Start

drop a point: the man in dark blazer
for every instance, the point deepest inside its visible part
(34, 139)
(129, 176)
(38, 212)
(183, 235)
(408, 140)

End

■ YOUR GOAL:
Rewrite every line of the items above, requests included, and offset each coordinate in the answers by adding 52 to both of its numbers.

■ OUTPUT OF THE EXERCISE:
drop a point: the man in dark blazer
for every instance, the point deepest inside its visible part
(86, 191)
(181, 228)
(90, 264)
(235, 287)
(460, 192)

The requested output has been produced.